# [DATASET EXCERPTS]
◇ ◇ ◇ ◇ ◇ ◇ ◇

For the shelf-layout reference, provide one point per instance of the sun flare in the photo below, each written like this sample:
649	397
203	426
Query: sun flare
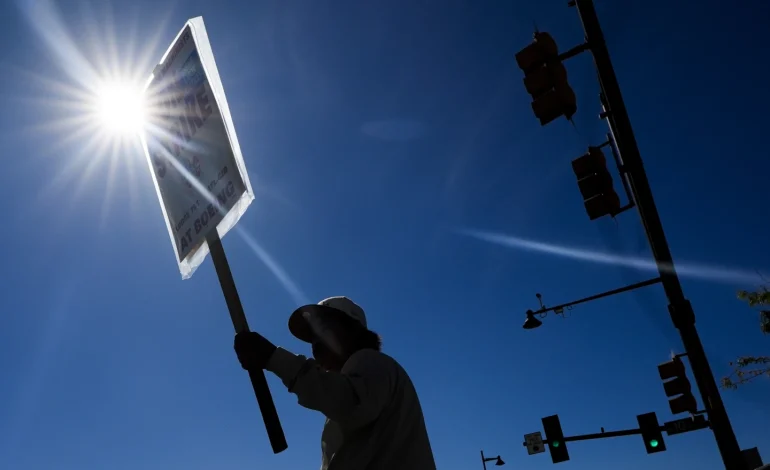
120	108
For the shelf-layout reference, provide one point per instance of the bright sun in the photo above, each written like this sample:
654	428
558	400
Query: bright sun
120	108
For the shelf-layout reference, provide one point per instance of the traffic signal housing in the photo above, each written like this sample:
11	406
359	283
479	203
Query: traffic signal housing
555	438
545	78
677	387
653	438
595	184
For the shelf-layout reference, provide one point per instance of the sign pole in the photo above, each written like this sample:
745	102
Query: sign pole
258	380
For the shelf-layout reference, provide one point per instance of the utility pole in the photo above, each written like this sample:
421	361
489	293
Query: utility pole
679	307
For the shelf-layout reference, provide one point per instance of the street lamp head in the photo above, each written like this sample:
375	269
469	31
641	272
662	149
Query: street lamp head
531	322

◇ ◇ ◇ ◇ ◇ ◇ ◇

# [WHAT TO PRODUCE]
Copy the material above exactly and drop the pictures.

# [RESULT]
For the shelf-layout reference, provide one point per instance of the sun flare in the photo below, each written like this sample:
649	397
203	426
Query: sun flare
120	108
For the shelf-layout reference, provide one point per instance of the bright sun in the photo above, each written like this sample:
654	428
558	400
Query: bright sun
120	108
For the shelf-layout reference, provide one point per instance of the traffic signal housing in the photo above, each written like this sample:
11	406
359	283
479	203
Query: traffic signal housing
555	438
545	78
677	387
653	438
595	184
For the shelf-layout reference, provide one point per instance of the sign pole in the photo above, each written like this sample:
745	102
Query: sign pole
258	380
For the shelf-layout reference, provide one point per instance of the utility pole in the photo above, each written like this sample:
421	361
489	293
Query: utility pole
679	307
For the shelf-layout reference, provide one point per instance of the street lamp head in the photo above, each written like this sample:
375	269
469	31
641	272
662	149
Query: street lamp head
531	322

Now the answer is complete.